In 1953, a Spanish film was entered into the Cannes Film Festival. It won the award for ‘good humour’. The film is considered to be a masterpiece of Spanish cinema, an accolade which is especially noteworthy given when it was made.
The comedy plot of the film centred on preparations in a village which all came to nought when a motorcade passed straight through it. In the vehicles were Americans, and the villagers’ welcoming preparations had been in hope of being beneficiaries of American aid.
The film was entitled ‘Bienvenido, Mister Marshall’ (Welcome, Mister Marshall) after the Marshall Plan. (Spain belatedly received US aid, albeit this wasn’t part of the Marshall Plan.)
This title passed into general usage. Essentially, it conveys a warning against being deluded where investment is concerned, and Welcome, Mister Marshall has been raised in respect of the European funds expected to flow into the Balearics and bring about economic reconstruction.
This reconstruction demanded a rearrangement of the cabinet.
European funds have assumed a centrality that they hadn’t previously. They were tucked away in a safe in the bowels of the finance ministry.
They are now a ministry not quite of their own because, for reasons that aren’t entirely clear, they have been lumped in with university and culture. Still, European funds command a place around the cabinet table, and the funds manager, the minister, is Miquel Company.
The minister has been asked if there isn’t a risk of a Euro funds Welcome, Mister Marshall.
Everything appears to rely on them. Are we deluding ourselves? Not so, says the minister, whose response would appear to indicate that villages in Mallorca and elsewhere in the Balearics will not need to prepare their 2021-correct versions of 1953, replete with ball de bot (rather than flamenco, as was the case in the film), sobrassada delicacies and groups of schoolchildren reciting folk tales in Catalan.
Euro benefactors will not be sweeping through villages in their motorcades, as - for one reason - the Balearics will not be betting everything on their funds.
As befits a minister new to his post, and especially a post that promises great riches, Miquel Company has been doing the rounds of interviews. In one, he explained that while Euro funds are essential, there will also be a restructuring of the government’s existing funds, those spent by other ministries. “We will all have to do our bit in order to overcome this situation (the crisis) and think about the new, more sustainable, efficient and digital era.”
What does this mean? Are other ministries to be deprived? Seemingly not, but they will need to align spending in accordance with the grand projects for which Euro funds will pay.
The Balearics already have plans to spend 5,000 million euros on these projects, all of which will need to be analysed and prioritised. There are problems to be addressed, notes the minister, such as those to do with transport, energy, housing, water ... . Ultimately, because the EU is insisting on this, projects have to meet criteria for green and digital transformation.
As noted in yesterday’s article, these objectives are shared by the Balearic and Spanish governments as well as by representatives of big business, which - it is hoped - will be pitching in with its own funds as well. In principle, therefore, all seems in good order to facilitate the flow of funds.

* **Data listing**
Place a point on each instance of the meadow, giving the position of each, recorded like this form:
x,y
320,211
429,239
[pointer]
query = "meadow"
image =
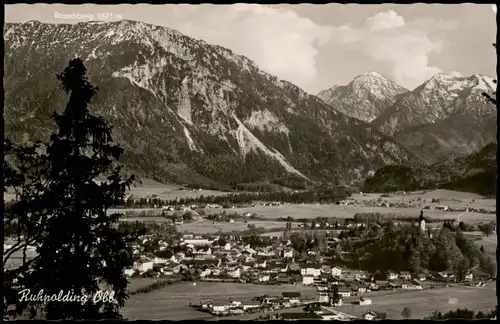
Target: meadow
x,y
150,187
172,302
423,303
313,211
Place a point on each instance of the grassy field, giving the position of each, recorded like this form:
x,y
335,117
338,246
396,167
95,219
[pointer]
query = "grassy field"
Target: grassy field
x,y
423,303
446,197
489,243
168,191
172,302
339,211
210,227
280,233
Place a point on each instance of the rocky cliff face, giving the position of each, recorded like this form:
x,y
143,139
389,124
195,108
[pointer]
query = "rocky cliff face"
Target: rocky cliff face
x,y
444,117
186,111
365,98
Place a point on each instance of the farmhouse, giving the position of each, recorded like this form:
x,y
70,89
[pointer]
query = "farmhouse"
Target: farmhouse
x,y
314,270
370,315
143,267
336,271
197,242
364,301
344,292
307,280
405,275
392,276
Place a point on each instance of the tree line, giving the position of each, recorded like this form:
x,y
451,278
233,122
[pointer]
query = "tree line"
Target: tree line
x,y
462,313
325,195
408,249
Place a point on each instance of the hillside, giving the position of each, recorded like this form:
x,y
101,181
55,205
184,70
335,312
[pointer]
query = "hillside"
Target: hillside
x,y
186,111
365,98
445,117
474,173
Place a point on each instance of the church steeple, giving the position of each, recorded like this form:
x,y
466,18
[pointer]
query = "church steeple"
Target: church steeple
x,y
421,221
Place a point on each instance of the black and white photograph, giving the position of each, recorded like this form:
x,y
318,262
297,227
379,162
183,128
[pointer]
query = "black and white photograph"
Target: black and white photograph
x,y
250,162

* **Task list**
A) Can you reproduce, word for word, the stretch of the article about European funds that begins with "In 1953, a Spanish" and ends with "the Marshall Plan.)"?
B) In the article about European funds, which two areas have the European funds been lumped in with as a ministry?
The listing comes from a separate source unrelated to the article about European funds.

* **Responses per task**
A)
In 1953, a Spanish film was entered into the Cannes Film Festival. It won the award for ‘good humour’. The film is considered to be a masterpiece of Spanish cinema, an accolade which is especially noteworthy given when it was made.
The comedy plot of the film centred on preparations in a village which all came to nought when a motorcade passed straight through it. In the vehicles were Americans, and the villagers’ welcoming preparations had been in hope of being beneficiaries of American aid.
The film was entitled ‘Bienvenido, Mister Marshall’ (Welcome, Mister Marshall) after the Marshall Plan. (Spain belatedly received US aid, albeit this wasn’t part of the Marshall Plan.)

B) University and culture.